It is my thesis that there is coherence between postmodern society and the perception of ourselves, and the experimentation with fluent identities in contemporary art. This extract is an example of how three contemporary visual artists, Tracey Emin, Nikki S. Lee and Mille Kalsmose suggest new models to deal with the traumatised and fragmented self.
By using their bodies in their art, transforming and exposing themselves within new identities, Tracey Emin, Nikki S. Lee and Mille Kalsmose find ways to deal with the mediated and complex conditions of our time.
The quality of artists investing themselves and their personal identity in contemporary art in postmodern conditions.
The artists today are not afraid of the dissolution in our times. They go out and attack reality, as it is in order to contribute to its extension instead of sitting back and mourn over it’s ending. The postmodern man in general is capable of relating to a higher level of daily complexity and is more or less used to ”zapping” between different realities. The mediated reality and the decoding of it has become a normal way of viewing the world and the way of absorbing and sorting information.
It looks as if identity through the private and the traumatic are repeated themes in some of the art in the beginning of this millennium and it seems that the limits between art and reality are negotiable. The aesthetic discourse is removed from the object to the human subject to be able to express bodily condition in a cultural and psychological context. This undermines the deconstruction of the artist as the auteur.

Different Lives, (changing lives project and becoming a mother), video / 2:30 min, Mille Kalsmose
By focusing on the interactive relationship with the audience, the artist takes back the role of the auratic agent and re-establishes her work authenticity through the dialogue between her, the audience and their technological selves. This return of the auratic and authentic auteur connected to the biographical body of the artist is the auratic and traumatic real experience that can be seen in the work of the three contemporary artists, Tracey Emin, Nikki S. Lee and Mille Kalsmose.
So the actual fact that the three artists are using them selves and there personal identity, which previous has been looked upon from both philosophers and artist as too private to posses any relevance for man, should now be understood as a quality, since it is that fact that bring back the artist as auteur and a “Traumatic Real” experience about being human in this postmodern time.

The Real, traumatised Tracey Emin
The three artists work with the real behind and in front of the screen but when talking about Hal Foster’s real, where he argues for the crisis of the subject as a split subject and how it is connected to the body, Tracey Emin is a very good case, as we can’t root out the suffering body.
Her use of indexical and abjectal traces within the art pieces like bloodstains and personal intimate items as in “My Bed”. “My Bed” which is Emin´s most famous work and maybe not just because of it’s obvious and simple presentation of a readymade or the references to intimate themes like sex, birth and death but also because of the fact that it was nominated for a Turner Prize, sold to Saatchi for 150.000 pounds and shown on Tate Gallery in 1999
Nikki S. Lee - the relational auteur
Where Emin incorporates the traumatic real, Lee acts on this condition and proves herself to be a good example of the relational and performative self-portrait.
Her photographic work is indeed an artistic arrangement of the subjectivity as a cultural, social and mass medial affair. The photographs present the artist herself in various roles that refer to mass medial stereotypes from popular cultures.
“Projects”, c-print, 1997- 2001
Projects consist of a series of photographs with various motives of people from different cultures or social groups. They appear to be amateur pictures, snapshots taken with an ordinary digital camera – you can tell from the digital dates in the corners and the red eyes from the flash. We don’t know who took them. It couldn’t be Lee as she is in every photo herself. The photographs are grouped in projects and named after the subculture represented. Lee appears 100% assimilated to the culture or group photographed – not only in her way of dressing, her makeup and style but also through her behaviour and gesture that seems very natural and accepted by the group.

## PROBLEM A
From the rows below, gather every line that contains the string "elytra", treating case as significant.

## MATERIAL SUPPLIED
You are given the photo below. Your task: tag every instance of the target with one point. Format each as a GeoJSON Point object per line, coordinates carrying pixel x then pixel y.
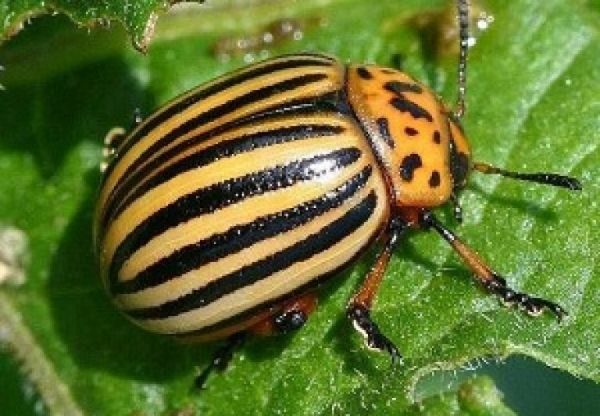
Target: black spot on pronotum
{"type": "Point", "coordinates": [415, 110]}
{"type": "Point", "coordinates": [384, 130]}
{"type": "Point", "coordinates": [434, 179]}
{"type": "Point", "coordinates": [364, 73]}
{"type": "Point", "coordinates": [399, 87]}
{"type": "Point", "coordinates": [408, 166]}
{"type": "Point", "coordinates": [459, 167]}
{"type": "Point", "coordinates": [410, 131]}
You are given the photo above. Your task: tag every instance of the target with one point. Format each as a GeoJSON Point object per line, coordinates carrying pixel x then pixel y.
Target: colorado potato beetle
{"type": "Point", "coordinates": [220, 213]}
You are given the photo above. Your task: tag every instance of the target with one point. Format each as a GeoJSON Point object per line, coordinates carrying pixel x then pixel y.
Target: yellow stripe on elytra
{"type": "Point", "coordinates": [278, 284]}
{"type": "Point", "coordinates": [332, 82]}
{"type": "Point", "coordinates": [216, 172]}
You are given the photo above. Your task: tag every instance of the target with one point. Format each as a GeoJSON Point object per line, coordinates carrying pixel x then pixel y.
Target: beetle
{"type": "Point", "coordinates": [221, 213]}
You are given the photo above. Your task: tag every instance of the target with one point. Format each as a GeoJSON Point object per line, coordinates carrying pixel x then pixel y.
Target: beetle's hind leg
{"type": "Point", "coordinates": [491, 280]}
{"type": "Point", "coordinates": [221, 358]}
{"type": "Point", "coordinates": [359, 307]}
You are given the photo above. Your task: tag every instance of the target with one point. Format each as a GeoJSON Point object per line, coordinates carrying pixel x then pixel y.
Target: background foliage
{"type": "Point", "coordinates": [533, 105]}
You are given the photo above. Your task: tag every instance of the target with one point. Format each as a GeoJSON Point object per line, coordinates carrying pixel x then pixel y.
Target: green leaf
{"type": "Point", "coordinates": [534, 83]}
{"type": "Point", "coordinates": [138, 17]}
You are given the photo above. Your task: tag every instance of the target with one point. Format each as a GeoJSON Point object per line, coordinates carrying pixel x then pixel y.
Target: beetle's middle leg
{"type": "Point", "coordinates": [290, 316]}
{"type": "Point", "coordinates": [359, 307]}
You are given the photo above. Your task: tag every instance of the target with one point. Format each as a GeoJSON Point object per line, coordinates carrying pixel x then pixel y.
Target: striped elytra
{"type": "Point", "coordinates": [221, 213]}
{"type": "Point", "coordinates": [251, 189]}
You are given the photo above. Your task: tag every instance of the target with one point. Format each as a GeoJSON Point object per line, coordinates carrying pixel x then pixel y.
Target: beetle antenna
{"type": "Point", "coordinates": [463, 32]}
{"type": "Point", "coordinates": [541, 177]}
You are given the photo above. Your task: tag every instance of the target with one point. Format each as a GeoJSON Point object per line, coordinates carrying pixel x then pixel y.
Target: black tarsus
{"type": "Point", "coordinates": [221, 358]}
{"type": "Point", "coordinates": [290, 321]}
{"type": "Point", "coordinates": [544, 178]}
{"type": "Point", "coordinates": [360, 316]}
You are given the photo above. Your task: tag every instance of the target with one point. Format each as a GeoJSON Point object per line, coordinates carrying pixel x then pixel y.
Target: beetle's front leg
{"type": "Point", "coordinates": [359, 307]}
{"type": "Point", "coordinates": [491, 280]}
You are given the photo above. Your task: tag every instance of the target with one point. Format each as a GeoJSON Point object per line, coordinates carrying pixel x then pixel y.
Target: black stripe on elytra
{"type": "Point", "coordinates": [220, 150]}
{"type": "Point", "coordinates": [227, 81]}
{"type": "Point", "coordinates": [242, 236]}
{"type": "Point", "coordinates": [408, 166]}
{"type": "Point", "coordinates": [384, 131]}
{"type": "Point", "coordinates": [303, 250]}
{"type": "Point", "coordinates": [222, 194]}
{"type": "Point", "coordinates": [228, 107]}
{"type": "Point", "coordinates": [328, 102]}
{"type": "Point", "coordinates": [399, 87]}
{"type": "Point", "coordinates": [415, 110]}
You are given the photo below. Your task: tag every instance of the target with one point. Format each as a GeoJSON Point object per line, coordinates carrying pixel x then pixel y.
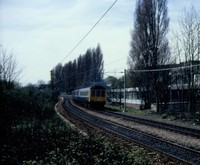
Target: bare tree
{"type": "Point", "coordinates": [188, 52]}
{"type": "Point", "coordinates": [149, 47]}
{"type": "Point", "coordinates": [9, 68]}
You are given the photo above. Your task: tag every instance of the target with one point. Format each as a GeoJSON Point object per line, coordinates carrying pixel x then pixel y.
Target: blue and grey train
{"type": "Point", "coordinates": [93, 96]}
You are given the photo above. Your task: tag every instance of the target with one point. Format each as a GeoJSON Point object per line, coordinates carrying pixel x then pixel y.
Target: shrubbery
{"type": "Point", "coordinates": [32, 133]}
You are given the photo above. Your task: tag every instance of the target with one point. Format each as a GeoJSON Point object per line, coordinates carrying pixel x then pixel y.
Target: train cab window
{"type": "Point", "coordinates": [93, 93]}
{"type": "Point", "coordinates": [103, 93]}
{"type": "Point", "coordinates": [98, 93]}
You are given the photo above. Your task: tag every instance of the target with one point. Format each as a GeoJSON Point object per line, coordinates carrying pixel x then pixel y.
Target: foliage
{"type": "Point", "coordinates": [149, 49]}
{"type": "Point", "coordinates": [88, 68]}
{"type": "Point", "coordinates": [32, 133]}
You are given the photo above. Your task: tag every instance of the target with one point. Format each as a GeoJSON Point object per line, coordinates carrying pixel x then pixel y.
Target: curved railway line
{"type": "Point", "coordinates": [170, 127]}
{"type": "Point", "coordinates": [186, 155]}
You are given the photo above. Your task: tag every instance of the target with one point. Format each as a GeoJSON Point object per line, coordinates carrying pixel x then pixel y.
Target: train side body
{"type": "Point", "coordinates": [94, 96]}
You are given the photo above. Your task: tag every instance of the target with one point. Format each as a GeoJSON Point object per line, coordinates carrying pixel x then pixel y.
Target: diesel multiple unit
{"type": "Point", "coordinates": [94, 96]}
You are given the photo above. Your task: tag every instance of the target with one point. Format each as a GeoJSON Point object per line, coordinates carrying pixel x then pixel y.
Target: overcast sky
{"type": "Point", "coordinates": [41, 33]}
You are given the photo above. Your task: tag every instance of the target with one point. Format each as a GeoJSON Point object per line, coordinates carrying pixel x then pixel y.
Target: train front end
{"type": "Point", "coordinates": [97, 96]}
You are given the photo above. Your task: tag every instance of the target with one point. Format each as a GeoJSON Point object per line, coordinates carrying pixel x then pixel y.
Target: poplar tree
{"type": "Point", "coordinates": [149, 48]}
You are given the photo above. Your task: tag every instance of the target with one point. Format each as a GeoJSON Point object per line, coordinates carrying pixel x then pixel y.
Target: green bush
{"type": "Point", "coordinates": [32, 133]}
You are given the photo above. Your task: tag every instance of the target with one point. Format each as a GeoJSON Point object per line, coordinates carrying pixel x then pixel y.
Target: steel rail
{"type": "Point", "coordinates": [179, 152]}
{"type": "Point", "coordinates": [170, 127]}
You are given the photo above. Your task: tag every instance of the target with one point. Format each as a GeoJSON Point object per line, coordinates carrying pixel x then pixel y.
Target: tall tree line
{"type": "Point", "coordinates": [149, 49]}
{"type": "Point", "coordinates": [86, 69]}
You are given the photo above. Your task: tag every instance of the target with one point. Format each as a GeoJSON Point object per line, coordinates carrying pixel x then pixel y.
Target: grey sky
{"type": "Point", "coordinates": [42, 32]}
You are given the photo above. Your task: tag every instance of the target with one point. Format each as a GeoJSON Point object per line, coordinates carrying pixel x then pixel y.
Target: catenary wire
{"type": "Point", "coordinates": [89, 31]}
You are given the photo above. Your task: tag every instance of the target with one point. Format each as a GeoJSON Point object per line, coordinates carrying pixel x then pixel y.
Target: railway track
{"type": "Point", "coordinates": [169, 127]}
{"type": "Point", "coordinates": [184, 154]}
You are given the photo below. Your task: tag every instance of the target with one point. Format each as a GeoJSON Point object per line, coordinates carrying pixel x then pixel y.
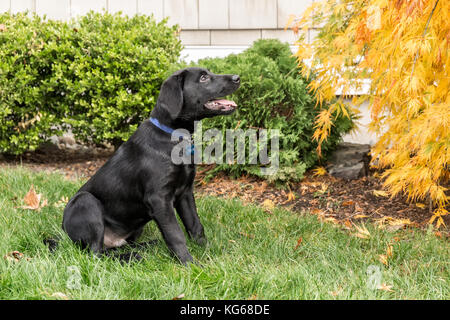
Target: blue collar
{"type": "Point", "coordinates": [161, 126]}
{"type": "Point", "coordinates": [190, 148]}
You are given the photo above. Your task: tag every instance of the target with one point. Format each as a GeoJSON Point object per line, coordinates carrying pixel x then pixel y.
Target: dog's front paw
{"type": "Point", "coordinates": [200, 240]}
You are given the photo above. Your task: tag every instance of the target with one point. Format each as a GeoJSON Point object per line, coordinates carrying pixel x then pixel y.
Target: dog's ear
{"type": "Point", "coordinates": [171, 95]}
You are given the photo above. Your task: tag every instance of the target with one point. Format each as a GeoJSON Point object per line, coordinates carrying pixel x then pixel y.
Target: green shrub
{"type": "Point", "coordinates": [98, 75]}
{"type": "Point", "coordinates": [273, 95]}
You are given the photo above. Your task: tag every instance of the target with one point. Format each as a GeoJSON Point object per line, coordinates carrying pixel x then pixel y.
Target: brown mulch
{"type": "Point", "coordinates": [326, 196]}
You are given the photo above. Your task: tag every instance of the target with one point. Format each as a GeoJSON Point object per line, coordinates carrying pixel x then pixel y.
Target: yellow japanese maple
{"type": "Point", "coordinates": [396, 52]}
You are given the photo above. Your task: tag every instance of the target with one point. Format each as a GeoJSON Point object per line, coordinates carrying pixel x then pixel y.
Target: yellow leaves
{"type": "Point", "coordinates": [380, 193]}
{"type": "Point", "coordinates": [402, 48]}
{"type": "Point", "coordinates": [437, 215]}
{"type": "Point", "coordinates": [373, 18]}
{"type": "Point", "coordinates": [384, 258]}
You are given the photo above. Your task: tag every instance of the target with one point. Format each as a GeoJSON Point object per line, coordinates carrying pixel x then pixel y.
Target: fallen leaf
{"type": "Point", "coordinates": [179, 297]}
{"type": "Point", "coordinates": [320, 171]}
{"type": "Point", "coordinates": [383, 259]}
{"type": "Point", "coordinates": [299, 242]}
{"type": "Point", "coordinates": [385, 287]}
{"type": "Point", "coordinates": [362, 232]}
{"type": "Point", "coordinates": [250, 236]}
{"type": "Point", "coordinates": [348, 224]}
{"type": "Point", "coordinates": [380, 193]}
{"type": "Point", "coordinates": [291, 196]}
{"type": "Point", "coordinates": [60, 295]}
{"type": "Point", "coordinates": [32, 200]}
{"type": "Point", "coordinates": [336, 293]}
{"type": "Point", "coordinates": [394, 227]}
{"type": "Point", "coordinates": [62, 202]}
{"type": "Point", "coordinates": [268, 204]}
{"type": "Point", "coordinates": [390, 251]}
{"type": "Point", "coordinates": [15, 256]}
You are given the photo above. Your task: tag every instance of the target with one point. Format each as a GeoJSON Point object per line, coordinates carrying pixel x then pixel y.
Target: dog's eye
{"type": "Point", "coordinates": [204, 78]}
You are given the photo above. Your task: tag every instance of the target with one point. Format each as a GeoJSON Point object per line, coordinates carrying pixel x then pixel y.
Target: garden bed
{"type": "Point", "coordinates": [326, 196]}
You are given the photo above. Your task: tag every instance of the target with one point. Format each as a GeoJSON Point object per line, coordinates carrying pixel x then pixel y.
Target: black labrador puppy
{"type": "Point", "coordinates": [140, 182]}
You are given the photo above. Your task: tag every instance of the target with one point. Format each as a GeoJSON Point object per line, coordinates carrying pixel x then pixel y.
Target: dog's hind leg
{"type": "Point", "coordinates": [83, 221]}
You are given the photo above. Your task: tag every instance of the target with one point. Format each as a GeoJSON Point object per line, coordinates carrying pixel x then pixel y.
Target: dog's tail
{"type": "Point", "coordinates": [51, 243]}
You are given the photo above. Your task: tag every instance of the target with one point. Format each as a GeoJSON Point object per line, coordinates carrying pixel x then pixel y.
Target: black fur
{"type": "Point", "coordinates": [139, 183]}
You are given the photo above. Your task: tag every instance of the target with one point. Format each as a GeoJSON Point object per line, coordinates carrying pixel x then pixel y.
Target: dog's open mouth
{"type": "Point", "coordinates": [221, 105]}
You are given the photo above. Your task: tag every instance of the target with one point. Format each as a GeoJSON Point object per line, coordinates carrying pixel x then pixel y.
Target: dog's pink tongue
{"type": "Point", "coordinates": [226, 102]}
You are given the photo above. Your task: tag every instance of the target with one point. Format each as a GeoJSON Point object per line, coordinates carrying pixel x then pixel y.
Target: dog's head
{"type": "Point", "coordinates": [195, 93]}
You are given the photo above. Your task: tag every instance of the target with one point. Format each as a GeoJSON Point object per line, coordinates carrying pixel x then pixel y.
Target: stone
{"type": "Point", "coordinates": [350, 161]}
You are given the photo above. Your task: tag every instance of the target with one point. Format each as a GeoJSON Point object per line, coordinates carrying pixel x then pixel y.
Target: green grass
{"type": "Point", "coordinates": [250, 253]}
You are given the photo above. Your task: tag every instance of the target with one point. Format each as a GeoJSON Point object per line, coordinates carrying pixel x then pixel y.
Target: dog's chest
{"type": "Point", "coordinates": [184, 178]}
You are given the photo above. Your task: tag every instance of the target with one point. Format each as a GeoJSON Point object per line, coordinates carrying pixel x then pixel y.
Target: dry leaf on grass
{"type": "Point", "coordinates": [362, 232]}
{"type": "Point", "coordinates": [60, 295]}
{"type": "Point", "coordinates": [268, 205]}
{"type": "Point", "coordinates": [385, 287]}
{"type": "Point", "coordinates": [319, 171]}
{"type": "Point", "coordinates": [384, 258]}
{"type": "Point", "coordinates": [336, 293]}
{"type": "Point", "coordinates": [291, 196]}
{"type": "Point", "coordinates": [299, 242]}
{"type": "Point", "coordinates": [62, 202]}
{"type": "Point", "coordinates": [380, 193]}
{"type": "Point", "coordinates": [179, 297]}
{"type": "Point", "coordinates": [15, 256]}
{"type": "Point", "coordinates": [32, 200]}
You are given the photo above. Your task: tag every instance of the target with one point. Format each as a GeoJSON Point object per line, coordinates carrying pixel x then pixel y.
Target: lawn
{"type": "Point", "coordinates": [251, 254]}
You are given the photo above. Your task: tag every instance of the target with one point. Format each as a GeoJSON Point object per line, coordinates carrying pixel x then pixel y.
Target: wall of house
{"type": "Point", "coordinates": [208, 27]}
{"type": "Point", "coordinates": [202, 22]}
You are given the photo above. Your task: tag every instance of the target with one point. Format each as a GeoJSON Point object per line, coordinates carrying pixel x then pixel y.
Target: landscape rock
{"type": "Point", "coordinates": [350, 161]}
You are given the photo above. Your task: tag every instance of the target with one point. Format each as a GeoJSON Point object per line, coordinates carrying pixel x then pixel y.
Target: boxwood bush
{"type": "Point", "coordinates": [98, 75]}
{"type": "Point", "coordinates": [273, 95]}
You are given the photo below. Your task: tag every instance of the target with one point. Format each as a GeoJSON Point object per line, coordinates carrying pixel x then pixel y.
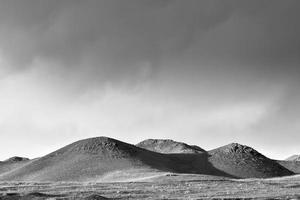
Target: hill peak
{"type": "Point", "coordinates": [98, 145]}
{"type": "Point", "coordinates": [237, 148]}
{"type": "Point", "coordinates": [293, 158]}
{"type": "Point", "coordinates": [169, 146]}
{"type": "Point", "coordinates": [16, 159]}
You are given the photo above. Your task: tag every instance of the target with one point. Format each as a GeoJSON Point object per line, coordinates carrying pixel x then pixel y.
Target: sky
{"type": "Point", "coordinates": [207, 72]}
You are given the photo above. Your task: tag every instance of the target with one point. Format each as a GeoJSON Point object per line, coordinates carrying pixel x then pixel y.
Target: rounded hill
{"type": "Point", "coordinates": [169, 146]}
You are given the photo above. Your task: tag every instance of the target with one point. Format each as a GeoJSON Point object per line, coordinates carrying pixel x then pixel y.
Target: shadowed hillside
{"type": "Point", "coordinates": [90, 159]}
{"type": "Point", "coordinates": [243, 161]}
{"type": "Point", "coordinates": [293, 158]}
{"type": "Point", "coordinates": [293, 166]}
{"type": "Point", "coordinates": [94, 158]}
{"type": "Point", "coordinates": [169, 146]}
{"type": "Point", "coordinates": [12, 163]}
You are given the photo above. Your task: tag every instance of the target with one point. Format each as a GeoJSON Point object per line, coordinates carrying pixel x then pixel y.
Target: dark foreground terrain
{"type": "Point", "coordinates": [161, 186]}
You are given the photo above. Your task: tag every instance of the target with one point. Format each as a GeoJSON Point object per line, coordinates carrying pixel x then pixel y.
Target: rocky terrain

## PROBLEM B
Answer these questions from the essay on identity in contemporary art:
(i) For which prize was "My Bed" nominated?
(ii) What running time is listed for the video "Different Lives"?
(iii) Whose argument about the real and the crisis of the subject does the essay cite?

## FULL RESPONSE A
Target: yellow stripe on elytra
Target: striped elytra
Target: black stripe on elytra

## FULL RESPONSE B
(i) The Turner Prize.
(ii) 2:30 min.
(iii) Hal Foster's.